YOUR TASK: Could you say how many lines in the entries contain the string "water"? Give only that number.

[Collected data]
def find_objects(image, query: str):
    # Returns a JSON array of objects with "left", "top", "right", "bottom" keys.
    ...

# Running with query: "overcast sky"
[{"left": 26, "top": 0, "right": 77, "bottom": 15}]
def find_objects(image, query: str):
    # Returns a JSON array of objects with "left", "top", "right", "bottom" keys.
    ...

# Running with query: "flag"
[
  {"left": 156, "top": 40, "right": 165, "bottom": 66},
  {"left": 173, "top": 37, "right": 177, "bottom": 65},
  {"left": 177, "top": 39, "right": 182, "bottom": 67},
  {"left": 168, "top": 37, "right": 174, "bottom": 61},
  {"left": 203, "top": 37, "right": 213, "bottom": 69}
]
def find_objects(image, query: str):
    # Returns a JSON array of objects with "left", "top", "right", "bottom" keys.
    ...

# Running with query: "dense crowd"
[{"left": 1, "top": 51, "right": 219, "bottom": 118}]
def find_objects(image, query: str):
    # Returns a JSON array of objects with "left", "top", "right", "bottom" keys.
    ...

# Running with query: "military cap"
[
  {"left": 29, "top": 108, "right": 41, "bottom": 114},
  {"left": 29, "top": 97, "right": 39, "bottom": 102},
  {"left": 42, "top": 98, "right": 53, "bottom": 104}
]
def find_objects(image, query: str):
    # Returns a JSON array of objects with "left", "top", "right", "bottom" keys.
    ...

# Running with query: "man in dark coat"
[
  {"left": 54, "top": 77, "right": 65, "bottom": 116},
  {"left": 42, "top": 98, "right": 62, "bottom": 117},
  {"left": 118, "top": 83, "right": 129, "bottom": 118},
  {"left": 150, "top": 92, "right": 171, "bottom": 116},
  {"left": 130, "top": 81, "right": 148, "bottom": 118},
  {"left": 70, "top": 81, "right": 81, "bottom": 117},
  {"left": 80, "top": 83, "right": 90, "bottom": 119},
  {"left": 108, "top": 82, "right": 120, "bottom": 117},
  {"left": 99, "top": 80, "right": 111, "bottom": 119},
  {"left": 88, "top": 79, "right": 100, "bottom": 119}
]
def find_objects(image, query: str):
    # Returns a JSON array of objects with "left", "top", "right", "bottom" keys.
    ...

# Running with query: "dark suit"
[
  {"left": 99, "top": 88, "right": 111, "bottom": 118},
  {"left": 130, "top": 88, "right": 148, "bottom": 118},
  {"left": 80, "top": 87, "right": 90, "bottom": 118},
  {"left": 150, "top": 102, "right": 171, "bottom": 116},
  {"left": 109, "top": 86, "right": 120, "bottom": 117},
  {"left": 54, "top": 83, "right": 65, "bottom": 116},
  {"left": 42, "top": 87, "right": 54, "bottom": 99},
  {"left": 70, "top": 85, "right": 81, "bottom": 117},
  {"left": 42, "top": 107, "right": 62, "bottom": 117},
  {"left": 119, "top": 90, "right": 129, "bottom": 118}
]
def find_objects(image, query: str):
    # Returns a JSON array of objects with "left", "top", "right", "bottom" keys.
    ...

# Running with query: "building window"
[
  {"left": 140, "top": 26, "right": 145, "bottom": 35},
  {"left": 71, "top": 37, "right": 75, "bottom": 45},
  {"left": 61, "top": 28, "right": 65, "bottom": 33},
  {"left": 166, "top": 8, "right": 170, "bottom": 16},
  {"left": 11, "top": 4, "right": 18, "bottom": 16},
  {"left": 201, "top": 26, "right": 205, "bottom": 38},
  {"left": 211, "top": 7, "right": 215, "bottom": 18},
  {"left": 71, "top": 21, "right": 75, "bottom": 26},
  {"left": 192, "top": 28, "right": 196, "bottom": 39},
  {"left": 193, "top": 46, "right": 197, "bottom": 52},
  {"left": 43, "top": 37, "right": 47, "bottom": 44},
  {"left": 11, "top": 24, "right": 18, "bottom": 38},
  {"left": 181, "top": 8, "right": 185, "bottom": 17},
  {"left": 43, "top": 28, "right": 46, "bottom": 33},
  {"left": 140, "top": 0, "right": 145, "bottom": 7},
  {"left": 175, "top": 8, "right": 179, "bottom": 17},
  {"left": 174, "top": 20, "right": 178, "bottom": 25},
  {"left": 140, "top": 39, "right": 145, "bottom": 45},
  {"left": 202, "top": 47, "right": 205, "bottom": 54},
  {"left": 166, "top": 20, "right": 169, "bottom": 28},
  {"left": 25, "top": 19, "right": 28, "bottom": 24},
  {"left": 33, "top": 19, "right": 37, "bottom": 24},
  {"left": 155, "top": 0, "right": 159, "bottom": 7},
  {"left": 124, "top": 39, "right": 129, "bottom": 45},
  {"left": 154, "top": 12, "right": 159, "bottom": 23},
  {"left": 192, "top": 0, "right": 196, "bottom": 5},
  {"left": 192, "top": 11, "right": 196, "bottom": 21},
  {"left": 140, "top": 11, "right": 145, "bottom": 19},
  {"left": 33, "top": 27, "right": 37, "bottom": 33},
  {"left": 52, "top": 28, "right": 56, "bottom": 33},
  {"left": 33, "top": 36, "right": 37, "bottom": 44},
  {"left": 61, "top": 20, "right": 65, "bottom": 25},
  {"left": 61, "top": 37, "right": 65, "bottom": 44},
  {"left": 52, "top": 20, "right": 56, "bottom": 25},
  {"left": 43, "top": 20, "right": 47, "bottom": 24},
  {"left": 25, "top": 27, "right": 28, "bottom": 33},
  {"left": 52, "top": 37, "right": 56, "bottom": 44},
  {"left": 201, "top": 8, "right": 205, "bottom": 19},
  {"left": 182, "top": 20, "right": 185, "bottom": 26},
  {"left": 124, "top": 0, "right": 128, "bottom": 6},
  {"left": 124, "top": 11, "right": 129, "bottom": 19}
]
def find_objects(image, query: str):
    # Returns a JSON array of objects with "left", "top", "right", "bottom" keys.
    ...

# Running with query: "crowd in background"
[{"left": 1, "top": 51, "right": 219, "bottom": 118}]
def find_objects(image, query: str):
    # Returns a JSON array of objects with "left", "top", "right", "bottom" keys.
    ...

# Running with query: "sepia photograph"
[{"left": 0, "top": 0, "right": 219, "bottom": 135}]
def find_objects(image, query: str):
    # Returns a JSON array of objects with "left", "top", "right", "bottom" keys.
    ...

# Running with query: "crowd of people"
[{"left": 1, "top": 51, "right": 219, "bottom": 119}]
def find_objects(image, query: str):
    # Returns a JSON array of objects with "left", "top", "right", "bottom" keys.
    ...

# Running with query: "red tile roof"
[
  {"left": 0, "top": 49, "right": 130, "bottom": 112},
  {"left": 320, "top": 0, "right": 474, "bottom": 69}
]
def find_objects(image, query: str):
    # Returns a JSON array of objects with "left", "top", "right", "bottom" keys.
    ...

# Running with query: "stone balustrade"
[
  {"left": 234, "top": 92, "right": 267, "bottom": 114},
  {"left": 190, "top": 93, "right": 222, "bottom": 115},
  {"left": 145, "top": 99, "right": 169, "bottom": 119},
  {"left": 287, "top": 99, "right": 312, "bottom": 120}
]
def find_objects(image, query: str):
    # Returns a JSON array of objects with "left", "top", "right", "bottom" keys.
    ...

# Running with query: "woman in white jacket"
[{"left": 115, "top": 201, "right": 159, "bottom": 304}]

---

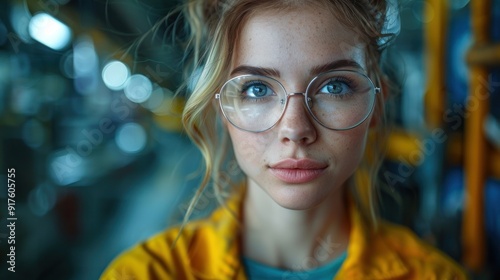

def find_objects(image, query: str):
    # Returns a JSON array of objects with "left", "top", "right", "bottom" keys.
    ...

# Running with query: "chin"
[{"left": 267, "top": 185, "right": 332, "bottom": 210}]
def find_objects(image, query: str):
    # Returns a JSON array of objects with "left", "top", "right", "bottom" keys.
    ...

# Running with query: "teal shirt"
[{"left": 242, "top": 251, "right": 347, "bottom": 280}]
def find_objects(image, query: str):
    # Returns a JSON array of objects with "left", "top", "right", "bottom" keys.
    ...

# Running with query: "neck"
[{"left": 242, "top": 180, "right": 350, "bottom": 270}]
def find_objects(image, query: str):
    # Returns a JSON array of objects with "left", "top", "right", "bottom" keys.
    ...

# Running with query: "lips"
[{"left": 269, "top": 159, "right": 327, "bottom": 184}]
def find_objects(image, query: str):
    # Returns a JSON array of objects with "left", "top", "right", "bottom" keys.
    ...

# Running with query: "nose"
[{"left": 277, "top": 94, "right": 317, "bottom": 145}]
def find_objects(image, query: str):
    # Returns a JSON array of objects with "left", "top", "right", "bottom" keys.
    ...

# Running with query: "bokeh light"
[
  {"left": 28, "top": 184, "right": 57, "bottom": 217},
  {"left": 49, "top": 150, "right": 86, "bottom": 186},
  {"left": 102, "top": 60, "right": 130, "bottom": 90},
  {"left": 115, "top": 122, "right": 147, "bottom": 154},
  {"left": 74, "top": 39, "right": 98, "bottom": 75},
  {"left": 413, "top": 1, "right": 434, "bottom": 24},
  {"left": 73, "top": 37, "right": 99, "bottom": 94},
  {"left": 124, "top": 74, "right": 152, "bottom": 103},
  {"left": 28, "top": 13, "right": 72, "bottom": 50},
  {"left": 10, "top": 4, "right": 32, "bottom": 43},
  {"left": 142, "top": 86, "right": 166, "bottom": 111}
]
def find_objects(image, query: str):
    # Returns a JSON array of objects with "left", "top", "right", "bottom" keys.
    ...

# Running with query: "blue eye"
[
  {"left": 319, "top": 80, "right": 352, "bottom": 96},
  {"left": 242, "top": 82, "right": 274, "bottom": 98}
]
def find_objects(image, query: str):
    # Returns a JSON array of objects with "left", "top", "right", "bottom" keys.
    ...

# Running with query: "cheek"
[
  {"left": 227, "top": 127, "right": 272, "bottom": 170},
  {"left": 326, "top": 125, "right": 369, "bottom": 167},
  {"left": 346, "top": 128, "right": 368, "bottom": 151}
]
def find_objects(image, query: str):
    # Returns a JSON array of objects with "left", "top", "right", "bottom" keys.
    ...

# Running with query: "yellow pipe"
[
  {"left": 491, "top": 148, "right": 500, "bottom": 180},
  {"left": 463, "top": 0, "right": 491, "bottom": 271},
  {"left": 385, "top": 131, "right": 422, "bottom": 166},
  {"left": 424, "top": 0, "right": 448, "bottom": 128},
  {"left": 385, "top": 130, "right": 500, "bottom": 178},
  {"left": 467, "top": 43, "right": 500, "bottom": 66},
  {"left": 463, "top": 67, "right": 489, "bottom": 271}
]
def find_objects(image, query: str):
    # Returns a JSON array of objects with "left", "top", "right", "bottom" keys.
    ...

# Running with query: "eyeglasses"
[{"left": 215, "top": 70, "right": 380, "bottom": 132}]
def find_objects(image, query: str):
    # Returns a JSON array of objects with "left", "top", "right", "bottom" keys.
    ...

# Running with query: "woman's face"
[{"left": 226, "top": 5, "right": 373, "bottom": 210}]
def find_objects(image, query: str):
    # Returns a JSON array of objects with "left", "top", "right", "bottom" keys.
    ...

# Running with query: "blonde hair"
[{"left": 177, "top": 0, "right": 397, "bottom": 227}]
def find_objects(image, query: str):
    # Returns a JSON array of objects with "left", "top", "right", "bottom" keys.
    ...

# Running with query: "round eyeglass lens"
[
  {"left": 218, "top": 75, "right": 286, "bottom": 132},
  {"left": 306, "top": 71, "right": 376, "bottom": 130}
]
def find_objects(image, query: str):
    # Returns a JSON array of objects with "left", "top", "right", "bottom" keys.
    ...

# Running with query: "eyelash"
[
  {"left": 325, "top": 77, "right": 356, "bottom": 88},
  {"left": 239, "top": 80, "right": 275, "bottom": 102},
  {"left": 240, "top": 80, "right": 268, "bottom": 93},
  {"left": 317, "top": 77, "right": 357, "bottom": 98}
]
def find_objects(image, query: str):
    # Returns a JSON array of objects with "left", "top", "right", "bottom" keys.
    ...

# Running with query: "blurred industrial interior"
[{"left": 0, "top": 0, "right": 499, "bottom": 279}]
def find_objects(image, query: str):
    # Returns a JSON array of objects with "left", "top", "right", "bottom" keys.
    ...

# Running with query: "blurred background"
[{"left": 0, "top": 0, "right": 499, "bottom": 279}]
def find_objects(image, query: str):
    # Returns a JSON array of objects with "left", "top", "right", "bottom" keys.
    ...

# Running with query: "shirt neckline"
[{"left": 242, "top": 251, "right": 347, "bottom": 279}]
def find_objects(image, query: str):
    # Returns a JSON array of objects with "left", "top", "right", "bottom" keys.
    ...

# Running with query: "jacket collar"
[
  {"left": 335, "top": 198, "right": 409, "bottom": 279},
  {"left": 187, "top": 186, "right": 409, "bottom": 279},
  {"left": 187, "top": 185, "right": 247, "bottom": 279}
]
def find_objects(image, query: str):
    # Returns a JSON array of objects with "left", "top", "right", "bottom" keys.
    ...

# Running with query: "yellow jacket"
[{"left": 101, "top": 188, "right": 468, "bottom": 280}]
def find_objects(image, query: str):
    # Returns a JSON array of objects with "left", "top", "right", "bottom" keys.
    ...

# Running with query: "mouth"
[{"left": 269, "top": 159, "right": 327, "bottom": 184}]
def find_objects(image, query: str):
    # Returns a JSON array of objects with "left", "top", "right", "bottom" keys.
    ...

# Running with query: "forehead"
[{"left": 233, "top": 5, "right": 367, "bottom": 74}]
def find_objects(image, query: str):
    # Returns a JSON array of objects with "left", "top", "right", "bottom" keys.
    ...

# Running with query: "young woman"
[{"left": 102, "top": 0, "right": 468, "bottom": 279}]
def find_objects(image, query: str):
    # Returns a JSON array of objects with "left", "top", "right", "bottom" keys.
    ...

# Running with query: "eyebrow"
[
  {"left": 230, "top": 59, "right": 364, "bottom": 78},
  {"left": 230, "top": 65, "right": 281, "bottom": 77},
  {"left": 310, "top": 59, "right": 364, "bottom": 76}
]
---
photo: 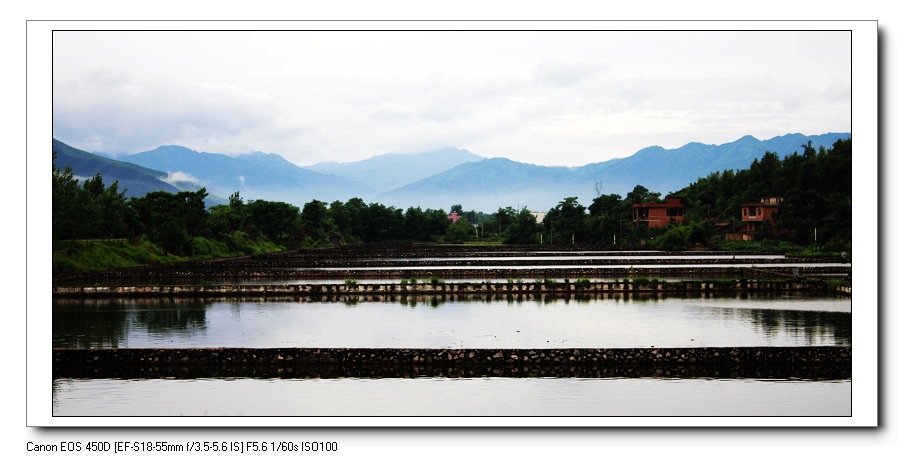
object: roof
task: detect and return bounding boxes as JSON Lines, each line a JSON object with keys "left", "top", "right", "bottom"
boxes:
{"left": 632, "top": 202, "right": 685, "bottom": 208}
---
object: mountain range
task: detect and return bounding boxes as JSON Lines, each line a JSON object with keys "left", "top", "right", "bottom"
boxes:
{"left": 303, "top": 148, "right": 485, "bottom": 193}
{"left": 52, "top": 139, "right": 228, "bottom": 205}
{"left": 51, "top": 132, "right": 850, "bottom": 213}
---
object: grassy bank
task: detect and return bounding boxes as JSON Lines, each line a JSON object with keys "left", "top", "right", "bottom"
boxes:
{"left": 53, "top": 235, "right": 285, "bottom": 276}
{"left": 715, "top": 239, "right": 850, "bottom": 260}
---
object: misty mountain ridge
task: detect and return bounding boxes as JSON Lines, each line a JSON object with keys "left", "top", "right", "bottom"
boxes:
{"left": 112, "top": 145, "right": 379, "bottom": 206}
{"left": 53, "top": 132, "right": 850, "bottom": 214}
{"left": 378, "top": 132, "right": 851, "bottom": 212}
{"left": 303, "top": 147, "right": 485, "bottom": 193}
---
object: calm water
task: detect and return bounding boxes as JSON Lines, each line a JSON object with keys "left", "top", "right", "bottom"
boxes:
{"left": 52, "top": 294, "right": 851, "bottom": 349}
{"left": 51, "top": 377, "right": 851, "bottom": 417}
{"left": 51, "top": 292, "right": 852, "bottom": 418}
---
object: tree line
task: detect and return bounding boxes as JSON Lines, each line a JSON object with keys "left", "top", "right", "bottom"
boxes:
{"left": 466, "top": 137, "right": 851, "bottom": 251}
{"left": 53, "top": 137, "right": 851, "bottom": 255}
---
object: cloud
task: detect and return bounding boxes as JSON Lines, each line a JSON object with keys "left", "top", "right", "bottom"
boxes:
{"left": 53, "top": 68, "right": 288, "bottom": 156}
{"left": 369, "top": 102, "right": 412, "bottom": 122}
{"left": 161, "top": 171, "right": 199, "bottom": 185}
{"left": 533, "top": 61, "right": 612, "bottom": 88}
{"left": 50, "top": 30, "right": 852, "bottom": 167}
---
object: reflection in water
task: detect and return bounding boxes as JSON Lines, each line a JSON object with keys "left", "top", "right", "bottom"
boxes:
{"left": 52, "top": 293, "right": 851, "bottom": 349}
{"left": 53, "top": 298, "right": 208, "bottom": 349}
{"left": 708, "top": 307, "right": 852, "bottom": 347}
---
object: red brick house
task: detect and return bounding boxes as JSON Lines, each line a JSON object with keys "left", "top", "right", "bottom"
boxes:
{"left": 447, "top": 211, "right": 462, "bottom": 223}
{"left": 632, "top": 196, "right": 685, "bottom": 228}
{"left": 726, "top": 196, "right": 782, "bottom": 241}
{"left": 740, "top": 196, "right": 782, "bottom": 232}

RESPONSE TO THE TASK: 2